Print the material below from the line that contains "of the white" through the line that contains "point(555, 794)", including both of those lines, with every character unchanged.

— START Exercise material —

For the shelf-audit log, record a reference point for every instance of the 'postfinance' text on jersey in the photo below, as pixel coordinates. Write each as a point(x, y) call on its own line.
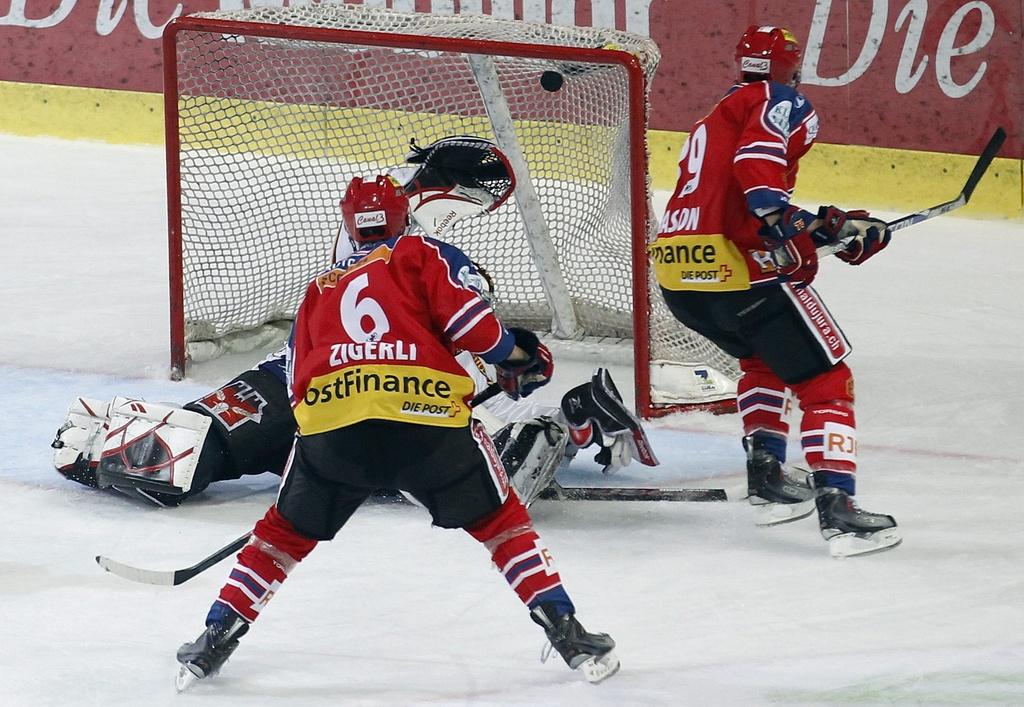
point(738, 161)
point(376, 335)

— END Exercise material —
— START Exercise material —

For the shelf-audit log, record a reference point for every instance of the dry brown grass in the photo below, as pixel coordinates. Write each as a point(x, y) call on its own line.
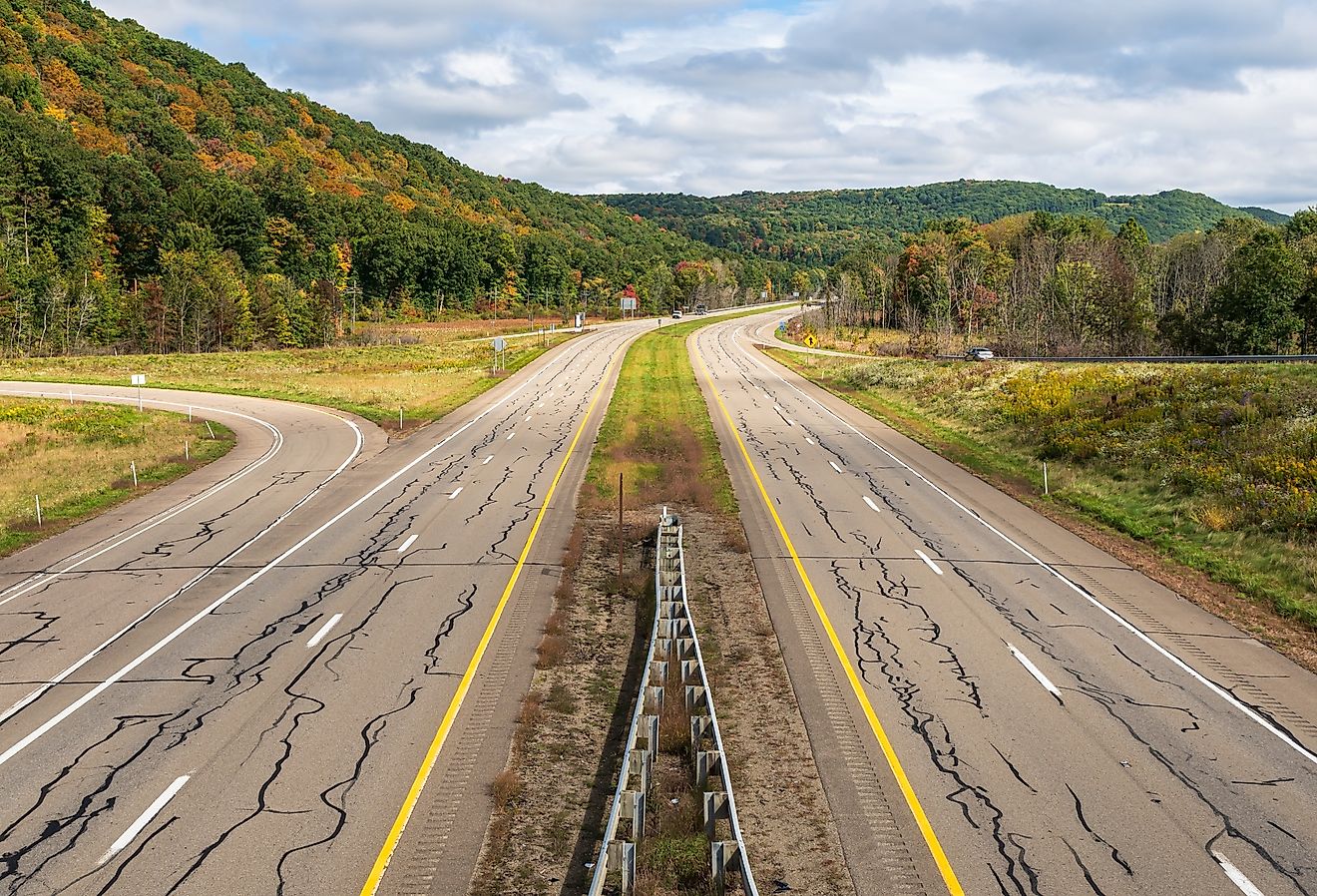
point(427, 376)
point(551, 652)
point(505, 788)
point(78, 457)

— END Exercise material —
— START Exercise material —

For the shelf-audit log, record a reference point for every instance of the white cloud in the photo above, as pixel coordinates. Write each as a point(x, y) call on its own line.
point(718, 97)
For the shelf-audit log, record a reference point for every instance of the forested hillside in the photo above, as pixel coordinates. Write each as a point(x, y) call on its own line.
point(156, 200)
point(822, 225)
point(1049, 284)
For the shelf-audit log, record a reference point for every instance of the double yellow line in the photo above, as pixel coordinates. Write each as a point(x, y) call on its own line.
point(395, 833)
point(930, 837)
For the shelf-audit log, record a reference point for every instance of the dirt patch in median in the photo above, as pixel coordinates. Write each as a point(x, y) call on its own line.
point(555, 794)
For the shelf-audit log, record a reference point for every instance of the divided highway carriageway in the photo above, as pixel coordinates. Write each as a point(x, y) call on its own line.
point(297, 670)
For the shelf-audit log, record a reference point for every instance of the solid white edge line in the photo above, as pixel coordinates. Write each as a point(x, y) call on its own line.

— END Exercise material —

> Solution to this problem
For the shelf-audit log, record a reference point for every instance of the white cloud in the photo above, as pixel coordinates. Write each as a point(x, y) call on its own line.
point(718, 97)
For the shelf-audit log, record a reference point for every instance of the forested hillside in the photo above, as pixel coordinates. Write each as a point(x, y) call on its own line.
point(156, 200)
point(822, 225)
point(1049, 284)
For the shelf-audit log, record a reference point for every instance of the double yellow line in the photo above, as pixel coordinates. Write each as a point(x, y) call on its own line.
point(395, 833)
point(930, 837)
For the shelf-audit log, record a reference point for every instance of the dirt patch in median in the photo above, as pixel coordinates. Write each as a point(x, y) call on its own line.
point(555, 794)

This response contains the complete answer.